Request:
Please print the data below word for word, with every line unchanged and in its original order.

* Start *

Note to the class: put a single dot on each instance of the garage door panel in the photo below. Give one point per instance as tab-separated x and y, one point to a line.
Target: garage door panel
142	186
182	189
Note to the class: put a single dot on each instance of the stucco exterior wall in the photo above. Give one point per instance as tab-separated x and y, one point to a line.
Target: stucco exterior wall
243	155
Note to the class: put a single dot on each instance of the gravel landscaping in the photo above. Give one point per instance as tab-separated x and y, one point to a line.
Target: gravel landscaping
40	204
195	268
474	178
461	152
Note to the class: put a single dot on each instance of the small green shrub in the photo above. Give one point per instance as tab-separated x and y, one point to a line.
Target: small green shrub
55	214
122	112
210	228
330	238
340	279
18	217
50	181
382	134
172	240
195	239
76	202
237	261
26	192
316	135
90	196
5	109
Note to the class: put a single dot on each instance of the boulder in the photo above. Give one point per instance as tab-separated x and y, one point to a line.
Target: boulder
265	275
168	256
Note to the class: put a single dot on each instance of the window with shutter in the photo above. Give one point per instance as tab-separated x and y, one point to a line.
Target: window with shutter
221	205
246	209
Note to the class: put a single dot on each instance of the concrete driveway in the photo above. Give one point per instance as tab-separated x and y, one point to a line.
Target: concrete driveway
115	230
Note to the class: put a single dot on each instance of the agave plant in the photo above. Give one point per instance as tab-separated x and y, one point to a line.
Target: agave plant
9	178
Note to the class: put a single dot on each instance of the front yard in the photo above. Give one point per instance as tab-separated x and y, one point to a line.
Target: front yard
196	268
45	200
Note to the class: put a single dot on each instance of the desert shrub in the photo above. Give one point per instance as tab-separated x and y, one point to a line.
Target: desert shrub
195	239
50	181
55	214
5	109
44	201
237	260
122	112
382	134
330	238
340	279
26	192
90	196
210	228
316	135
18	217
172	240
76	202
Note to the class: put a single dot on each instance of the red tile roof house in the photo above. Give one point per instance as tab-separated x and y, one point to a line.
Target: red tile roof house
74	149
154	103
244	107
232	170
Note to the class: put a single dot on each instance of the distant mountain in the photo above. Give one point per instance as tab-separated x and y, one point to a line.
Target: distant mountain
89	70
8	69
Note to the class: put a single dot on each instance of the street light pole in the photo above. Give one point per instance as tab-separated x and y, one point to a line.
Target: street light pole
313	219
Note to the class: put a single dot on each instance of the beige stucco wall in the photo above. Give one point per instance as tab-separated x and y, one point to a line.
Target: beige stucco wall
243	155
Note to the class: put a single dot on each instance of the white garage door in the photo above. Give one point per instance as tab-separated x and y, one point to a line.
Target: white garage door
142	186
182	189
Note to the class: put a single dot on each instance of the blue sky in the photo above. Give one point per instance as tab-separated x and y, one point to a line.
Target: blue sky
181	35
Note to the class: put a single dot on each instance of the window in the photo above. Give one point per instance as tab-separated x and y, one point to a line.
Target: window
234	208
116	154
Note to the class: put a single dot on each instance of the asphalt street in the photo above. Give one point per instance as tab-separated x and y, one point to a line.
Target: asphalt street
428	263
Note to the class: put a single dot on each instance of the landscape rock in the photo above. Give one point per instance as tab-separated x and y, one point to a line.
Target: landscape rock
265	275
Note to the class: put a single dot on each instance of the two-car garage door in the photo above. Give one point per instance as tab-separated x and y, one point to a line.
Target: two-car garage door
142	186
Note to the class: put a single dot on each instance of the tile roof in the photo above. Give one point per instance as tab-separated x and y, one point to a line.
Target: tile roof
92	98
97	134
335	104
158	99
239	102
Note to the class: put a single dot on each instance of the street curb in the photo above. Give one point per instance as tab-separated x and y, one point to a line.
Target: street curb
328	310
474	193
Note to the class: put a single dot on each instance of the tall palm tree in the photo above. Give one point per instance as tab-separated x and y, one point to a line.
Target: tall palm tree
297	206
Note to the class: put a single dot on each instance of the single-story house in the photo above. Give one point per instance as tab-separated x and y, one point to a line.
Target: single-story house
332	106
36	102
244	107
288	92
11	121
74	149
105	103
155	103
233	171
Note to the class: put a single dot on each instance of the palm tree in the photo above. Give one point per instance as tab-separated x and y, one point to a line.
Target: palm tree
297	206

* End *

Solution to this task:
Note to the class: put a single dot on each instance of the garage door panel in the photo below. Give one point per instance as tab-separated x and y, one point to a line.
Target: garage door panel
142	186
182	189
Note to the class: put a single dot on each instance of the stucco exterior wall in the photo above. Give one point per instance as tab-separated x and y, one point to a line.
Target: stucco exterior wall
243	155
Note to the class: put a single dot on each instance of the gravel landscaping in the photo above. Give one point per instance as tab-separated x and y, one point to a line.
Target: gravel landscaping
40	204
195	268
474	178
461	152
Note to the class: put a single dot on each instance of the small green shrub in the photo above. Give one point per instance as tab-separated x and y, one point to a line.
Target: small green shrub
55	214
122	112
210	228
330	238
340	279
18	217
50	181
382	134
172	240
195	239
76	202
237	261
26	192
316	135
90	196
5	109
Note to the class: put a single dot on each instance of the boulder in the photo above. Give one point per instance as tab-separated x and y, one point to a line.
Target: boulder
265	275
168	256
Note to the class: put a single dot on each instance of the window with shutter in the photo above. Give one point per instance as tab-separated x and y, one point to a line.
Target: window with shutter
221	205
246	209
Note to the class: put a single dot on each instance of the concrete driveway in the photo above. Give one point per instance as tab-separated x and y, one point to a line.
Target: concrete driveway
115	230
Note to the class: put a single dot on each instance of the agave plant in the photo above. Give one point per instance as tab-separated x and y, one point to a line.
Target: agave plant
9	178
Note to the class: put a single dot on each instance of the front yard in the photo above. Give one point per instance as tab-separated x and y, one point to a line.
Target: front yard
196	268
45	200
Note to the class: put a single dot on each instance of the desert shrub in the photo above. Give one point per instance as tab-separated x and y, one point to a line.
Target: desert shrub
195	239
50	181
55	214
5	109
44	201
237	260
122	112
382	134
330	238
340	279
26	192
90	196
210	228
316	135
18	217
172	240
76	202
Note to the class: put a single dot on each instance of the red tile roof house in the photo above. Give one point per instance as tab-separated x and y, one point to a line.
Target: red tile roof house
74	149
154	103
244	107
232	170
Note to the class: put a single dot on each instance of the distant mountain in the photo above. Give one point per instance as tab-separated x and y, one point to a line.
Target: distant mountain
89	70
8	69
Note to the class: put a single dot on each instance of the street light pole in the photo above. Give one point per instance as tab-separated x and y, one point to a line.
Target: street light pole
313	219
Note to the class: put a single dot on each instance of the beige stucco wall in the photo above. Give one point per instance as tab-separated x and y, one point to a line.
Target: beige stucco wall
243	155
Note to the class: put a single dot on each instance of the white garage door in the photo above. Give one point per instance as tab-separated x and y, one point to a line.
Target: white garage door
142	186
182	189
Note to the class: put a single dot on each instance of the blue sky in the photo above. Give one point per instance as tab-separated x and y, one point to a line.
Target: blue sky
181	35
Note to the class: put a single dot on each instance of the window in the photo above. Give one point per instance as tab-separated x and y, one point to a line.
Target: window
234	208
116	154
Note to the class: put a single dot on each instance of the asphalt street in the photo above. Give one point per instance as tab-separated x and y, one point to a line.
Target: asphalt street
428	263
Note to the class: put a single dot on each instance of the landscape rock in the photo above. Give one point per instance as tab-separated x and y, one point to a line.
Target: landscape rock
265	275
Note to the class: put a single dot on each instance of the two-car garage door in the photo above. Give one point per instance as tab-separated x and y, one point to a line.
Target: two-car garage door
142	186
Note to the class: put a single dot on each instance of the tile roof in the photo above. Give one point per instance as tab-separated x and y, one point to a line.
Target: tile roof
92	98
97	134
335	104
158	99
239	102
Note to the class: put a single dot on each instance of the street curb in the photo above. Give one point per instance as tab-separated x and y, one point to a line.
Target: street curb
328	310
474	193
Note to the class: put a single dot on each instance of the tall palm tree in the photo above. Give one point per instance as tab-separated x and y, one point to a line.
Target: tall palm tree
297	206
Note to the class: put a single dot on each instance of the single-story house in the photo above. Give one point per instance as tab-separated x and y, one point to a line.
Target: single-story house
332	106
36	102
244	107
288	92
11	121
74	149
105	103
155	103
233	171
Note to the class: put a single dot on each instance of the palm tree in the photo above. Give one point per instance as tab-separated x and y, one point to a line.
Target: palm tree
297	206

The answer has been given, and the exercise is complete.